**Given text:**
********

Want to be healthier? Listen to the birds sing
Story by RICHARD SIMA • Washington Post • Illustration by NURI DUCASSI • Star Tribune
Looking to improve your mental health? Pay attention to birds.
Two studies published in Scientific Reports said that seeing or hearing birds could be good for our mental well-being.
And research has consistently shown that more contact and interaction with nature is associated with better body and brain health.
Birds appear to be a specific source of these healing benefits. They are almost everywhere and provide a way to connect us to nature. Even if they are hidden in trees or in the underbrush, we can still revel in their songs.
"The special thing about birdsong is that even if people live in very urban environments and do not have a lot of contact with nature, they link the songs of birds to vital and intact natural environments," said Emil Stobbe, an environmental neuroscience graduate student at the Max Planck Institute for Human Development and author of one of the studies.
Recent research also suggests that listening to recordings of birdsong, even through headphones, can alleviate negative emotions.

********

**Source data:**
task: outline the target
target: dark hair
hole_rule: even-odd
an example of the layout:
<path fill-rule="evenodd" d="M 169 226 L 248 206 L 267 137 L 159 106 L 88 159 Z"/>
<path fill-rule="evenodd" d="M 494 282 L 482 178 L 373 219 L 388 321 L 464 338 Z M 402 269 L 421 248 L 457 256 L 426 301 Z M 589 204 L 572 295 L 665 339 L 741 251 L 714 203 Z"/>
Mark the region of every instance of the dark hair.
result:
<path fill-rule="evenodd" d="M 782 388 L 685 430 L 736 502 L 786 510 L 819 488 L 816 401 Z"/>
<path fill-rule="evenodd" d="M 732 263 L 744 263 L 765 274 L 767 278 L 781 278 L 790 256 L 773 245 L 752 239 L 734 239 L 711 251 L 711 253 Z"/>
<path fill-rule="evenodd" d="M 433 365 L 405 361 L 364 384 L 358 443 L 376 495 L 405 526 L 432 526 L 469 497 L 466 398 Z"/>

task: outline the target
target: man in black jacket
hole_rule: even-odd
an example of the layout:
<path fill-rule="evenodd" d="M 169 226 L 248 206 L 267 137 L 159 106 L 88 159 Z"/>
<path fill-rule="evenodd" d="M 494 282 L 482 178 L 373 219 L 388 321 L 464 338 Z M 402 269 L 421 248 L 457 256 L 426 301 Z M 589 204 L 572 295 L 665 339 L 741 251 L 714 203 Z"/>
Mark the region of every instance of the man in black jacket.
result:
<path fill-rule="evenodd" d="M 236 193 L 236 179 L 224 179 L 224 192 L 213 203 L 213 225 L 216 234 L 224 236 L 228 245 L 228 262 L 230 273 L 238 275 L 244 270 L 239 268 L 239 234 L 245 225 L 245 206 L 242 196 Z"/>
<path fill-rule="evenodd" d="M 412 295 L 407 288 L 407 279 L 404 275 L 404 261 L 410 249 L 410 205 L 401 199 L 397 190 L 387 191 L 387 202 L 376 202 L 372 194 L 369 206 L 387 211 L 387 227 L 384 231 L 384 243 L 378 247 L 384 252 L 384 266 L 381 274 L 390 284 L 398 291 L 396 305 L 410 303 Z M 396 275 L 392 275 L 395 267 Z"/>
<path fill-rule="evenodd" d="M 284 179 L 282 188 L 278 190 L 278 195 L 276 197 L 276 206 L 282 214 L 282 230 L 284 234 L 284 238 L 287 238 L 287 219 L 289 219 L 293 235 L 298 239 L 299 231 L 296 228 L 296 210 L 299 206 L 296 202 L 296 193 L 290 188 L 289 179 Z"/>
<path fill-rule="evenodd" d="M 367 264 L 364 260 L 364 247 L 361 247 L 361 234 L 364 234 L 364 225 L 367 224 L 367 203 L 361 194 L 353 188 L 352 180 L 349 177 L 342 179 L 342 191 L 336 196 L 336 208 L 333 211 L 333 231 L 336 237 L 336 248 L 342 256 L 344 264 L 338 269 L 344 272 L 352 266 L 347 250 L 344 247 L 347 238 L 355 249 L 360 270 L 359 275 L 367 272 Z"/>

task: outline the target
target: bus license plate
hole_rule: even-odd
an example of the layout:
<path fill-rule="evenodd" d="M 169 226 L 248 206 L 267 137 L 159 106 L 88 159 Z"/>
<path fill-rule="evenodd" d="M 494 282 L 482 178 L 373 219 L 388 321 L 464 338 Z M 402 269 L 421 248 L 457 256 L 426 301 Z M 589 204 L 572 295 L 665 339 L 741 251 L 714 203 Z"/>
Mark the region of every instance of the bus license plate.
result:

********

**Tasks to perform:**
a – In the birdsong article, what institute is Emil Stobbe a graduate student at?
b – Reproduce the birdsong article word for word from "And research has" to "of the studies.".

**Task results:**
a – The Max Planck Institute for Human Development.

b –
And research has consistently shown that more contact and interaction with nature is associated with better body and brain health.
Birds appear to be a specific source of these healing benefits. They are almost everywhere and provide a way to connect us to nature. Even if they are hidden in trees or in the underbrush, we can still revel in their songs.
"The special thing about birdsong is that even if people live in very urban environments and do not have a lot of contact with nature, they link the songs of birds to vital and intact natural environments," said Emil Stobbe, an environmental neuroscience graduate student at the Max Planck Institute for Human Development and author of one of the studies.